● **Selected extract**
--

Abstract

Neuronal iron dyshomeostasis occurs in multiple neurodegenerative diseases. Changes in the Fe(II)/Fe(III) ratio toward Fe(II) is closely related to oxidative stress, lipid peroxidation, and represents a hallmark feature of ferroptosis. In particular for body fluids, like cerebrospinal fluid (CSF), reliable quantitative methods for Fe(II)/(III) redox-speciation analysis are needed to better assess the risk of Fe(II)-mediated damage in brain tissue. Currently in the field of metallomics, the most direct method to analyze both iron species is via LC-ICP-MS. However, this Fe(II)/(III) speciation analysis method suffers from several limitations. Here, we describe a unique method using capillary electrophoresis (CE)-ICP-MS for quantitative Fe(II)/(III) speciation analysis that can be applied for cell lysates and biofluid samples. Compared to LC, CE offers various advantages: (1) Capillaries have no stationary phase and do not depend on batch identity of stationary phases; (2) Replacement of aged or blocked capillaries is quick with no performance change; (3) Purge steps are effective and short; (4) Short sample analysis time. The final method employed 20 mM HCl as background electrolyte and a separation voltage of +25 kV. In contrary to the LC-method, no complexation of Fe-species with pyridine dicarboxylic acid (PDCA) was applied, since it hampered separation. Peak shapes and concentration detection limits were improved by combined conductivity-pH-stacking achieving 3 μg/L detection limit (3σ) at 13 nL injection volume. Calibrations from LOD—150 μg/L were linear [r2[Fe(II)] = 0.9999, r2[Fe(III)] = 0.9951]. At higher concentrations Fe(II) curve flattened significantly. Measurement precision was 3.5% [Fe(II) at 62 μg/L] or 2.2% [Fe(III) at 112 μg/L] and migration time precision was 2% for Fe(III) and 3% for Fe(II), each determined in 1:2 diluted lysates of human neuroblastoma cells. Concentration determination accuracy was checked by parallel measurements of SH-SY5Y cell lysates with validated LC-ICP-MS method and by recovery experiments after standard addition. Accuracy (n = 6) was 97.6 ± 3.7% Fe(III) and 105 ± 6.6%Fe(II). Recovery [(a) +33 μg/L or (b) +500 μg/L, addition per species] was (a): 97.2 ± 13% [Fe(II)], 108 ± 15% [Fe(III)], 102.5 ± 7% (sum of species), and (b) 99±4% [Fe(II)], 101 ± 6% [Fe(III)], 100 ± 5% (sum of species). Migration time shifts in CSF samples were due to high salinity, but both Fe-species were identified by standard addition.

--

● **Data segment**

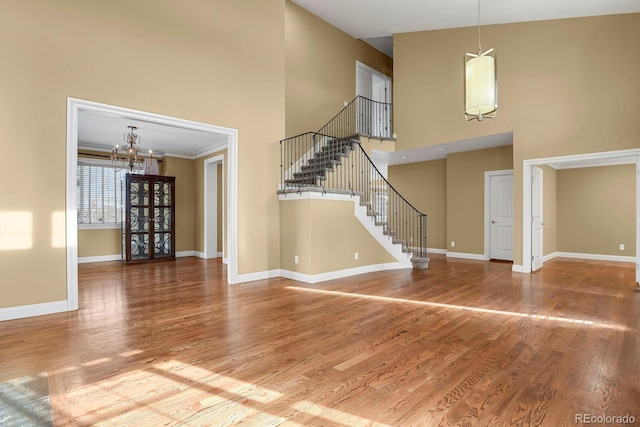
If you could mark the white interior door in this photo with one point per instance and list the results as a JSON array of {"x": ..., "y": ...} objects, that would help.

--

● **Apply what you read**
1 > Do these statements agree with the iron speciation abstract? Answer yes or no for each, quoting the deciding words of the abstract. (a) The final method used 20 mM HCl as background electrolyte. (b) In the CE method, the Fe-species were complexed with PDCA. (c) A 3 μg/L detection limit was reached at a 13 nL injection volume.
2 > Could you resume the iron speciation abstract from where it stops?
You can set the data aside.

● **Responses to the exercise**
1 >
(a) Yes: "The final method employed 20 mM HCl as background electrolyte"
(b) No: "no complexation of Fe-species with pyridine dicarboxylic acid (PDCA) was applied, since it hampered separation"
(c) Yes: "achieving 3 μg/L detection limit (3σ) at 13 nL injection volume"

2 >
Highlights

  • Nowadays within neurodegeneration research it is most evident that iron-mediated oxidative stress (OS) and lipid peroxidation (LPO) plays a crucial role in multiple neurodegenerative brain disorders, such as Alzheimer’s and Parkinson’s disease (Hare et al, 2015, 2018; Ashraf et al, 2018)

  • We revealed that liquid chromatography-coupled-to-inductivelycoupled plasma mass spectrometry (LC-Inductively Coupled Plasma Mass Spectrometry (ICP-MS)) represents a suitable Fe(II)/Fe(III) speciation analysis method that provides good figures of merit using only 8–10 min analysis time per sample (Solovyev et al, 2017)

  • Based on our previous experience with LC-ICP-MS, we first started with a 50 mM ammonium citrate electrolyte containing 7 mM pyridine dicarboxylic acid (PDCA), pH 4.2 (Solovyev et al, 2017)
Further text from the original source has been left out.